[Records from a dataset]

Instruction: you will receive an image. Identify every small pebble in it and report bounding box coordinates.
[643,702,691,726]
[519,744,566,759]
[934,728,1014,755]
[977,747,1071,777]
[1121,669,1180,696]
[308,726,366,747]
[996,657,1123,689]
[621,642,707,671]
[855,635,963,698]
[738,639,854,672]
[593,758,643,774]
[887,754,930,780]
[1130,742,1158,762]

* _Goal of the exercise_
All of the data needs to be printed once more, exactly.

* _Solution to the exercise_
Instruction: you will receive an image. Identify every small pebble in it and report bounding box coordinates.
[643,702,691,726]
[519,744,566,759]
[934,728,1014,755]
[977,747,1071,777]
[1121,669,1180,696]
[308,726,366,747]
[996,657,1123,689]
[621,642,707,671]
[855,635,963,698]
[738,639,854,672]
[593,758,643,774]
[887,754,930,780]
[1130,742,1158,762]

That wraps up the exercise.